Reproduce the rows below, swapping every occurrence of "object class" for "category" and leaving the rest unchanged.

Data for this task »
_ _ _ _

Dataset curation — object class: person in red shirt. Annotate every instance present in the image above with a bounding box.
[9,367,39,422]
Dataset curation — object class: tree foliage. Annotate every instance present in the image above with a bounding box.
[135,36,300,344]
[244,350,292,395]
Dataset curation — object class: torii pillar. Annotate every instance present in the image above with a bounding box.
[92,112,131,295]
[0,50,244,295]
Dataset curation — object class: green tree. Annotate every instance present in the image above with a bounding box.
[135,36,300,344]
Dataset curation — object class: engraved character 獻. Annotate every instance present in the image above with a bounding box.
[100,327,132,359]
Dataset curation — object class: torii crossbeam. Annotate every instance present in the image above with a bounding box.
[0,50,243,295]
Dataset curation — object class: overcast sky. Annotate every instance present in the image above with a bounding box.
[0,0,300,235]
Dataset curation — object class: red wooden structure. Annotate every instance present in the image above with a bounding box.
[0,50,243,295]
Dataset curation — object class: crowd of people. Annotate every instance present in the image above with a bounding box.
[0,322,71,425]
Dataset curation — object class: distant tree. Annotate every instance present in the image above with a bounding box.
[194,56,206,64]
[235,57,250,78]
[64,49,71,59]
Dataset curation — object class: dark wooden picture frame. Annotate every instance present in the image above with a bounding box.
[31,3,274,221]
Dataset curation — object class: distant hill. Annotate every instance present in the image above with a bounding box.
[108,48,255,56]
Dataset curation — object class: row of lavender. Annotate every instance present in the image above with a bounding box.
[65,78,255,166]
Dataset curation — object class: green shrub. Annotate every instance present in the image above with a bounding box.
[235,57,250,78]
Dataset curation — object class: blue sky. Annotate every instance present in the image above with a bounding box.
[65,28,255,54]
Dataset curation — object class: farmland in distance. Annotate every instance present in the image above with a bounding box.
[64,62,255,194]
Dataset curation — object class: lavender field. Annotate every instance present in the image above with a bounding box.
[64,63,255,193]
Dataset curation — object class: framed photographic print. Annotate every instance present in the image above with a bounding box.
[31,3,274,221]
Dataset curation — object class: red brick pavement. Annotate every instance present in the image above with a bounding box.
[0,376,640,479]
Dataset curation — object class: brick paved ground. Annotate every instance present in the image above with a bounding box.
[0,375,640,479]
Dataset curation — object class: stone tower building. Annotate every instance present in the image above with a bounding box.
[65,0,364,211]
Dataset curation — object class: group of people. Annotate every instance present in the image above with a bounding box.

_ _ _ _

Exercise solution »
Dataset curation — category: person in red shirt. Annotate every instance present in the image above with a bounding box.
[9,367,39,422]
Dataset curation — category: tree foliage. Annotate every instance present in the image above with a bounding box.
[135,36,300,344]
[244,350,292,395]
Dataset curation — category: torii pillar. Annotate every instance present in the image above with a bounding box.
[92,112,131,295]
[0,50,244,295]
Dataset curation — category: green tree. Annotate every instance present in the image above with a bounding box.
[135,36,300,344]
Dataset curation — category: engraved character 獻. Annotate every instance present in the image above with a bounding box.
[100,327,132,359]
Dataset curation — category: torii crossbeam. Annotate every instance present in the image above with a bounding box.
[0,50,243,295]
Dataset curation — category: overcast sky. Annotate every instance present in the image above with a bounding box.
[0,0,300,235]
Dataset curation — category: red wooden structure. Annotate every instance present in the image above with a bounding box.
[0,50,243,295]
Dataset curation — category: crowd of people. Annotate every instance present in the image above with a bounding box.
[0,322,71,425]
Dataset curation — category: distant tree. Annotate every instance present in the image above with a bounding box.
[194,56,206,64]
[235,57,250,78]
[64,49,71,59]
Dataset curation — category: dark wooden picture frame. Annotate every instance present in the image above with a bounding box.
[31,3,274,221]
Dataset curation — category: distant hill. Annotate every instance present in the image above with a bounding box.
[108,48,255,56]
Dataset curation — category: row of lavender. Annotate every instance present in the image above with a bounding box.
[65,78,255,166]
Dataset curation — category: green shrub. Annotate every instance present in the image above with a bounding box.
[235,57,250,78]
Dataset curation — category: blue sky. Annotate every instance present in the image above with a bounding box.
[65,28,255,54]
Dataset curation — category: farmland in distance. Annotate every instance present in the image above with a bounding box.
[64,62,255,194]
Dataset curation — category: lavender field. Annotate every instance present in the image above with a bounding box.
[64,63,255,193]
Dataset curation — category: framed photographic print. Annotate every instance present in the image above with a bounding box.
[31,3,274,221]
Dataset curation — category: red brick pavement. Annotate every instance present in the image above with a bounding box.
[0,376,640,479]
Dataset curation — category: brick paved ground. Annotate every instance present in the image above with a bounding box.
[0,375,640,479]
Dataset curation — category: stone tower building. Annotate every instance present in the image above with a bounding box.
[65,0,364,211]
Dataset curation — category: group of people. Annotate every instance present in the image above with a bounding box.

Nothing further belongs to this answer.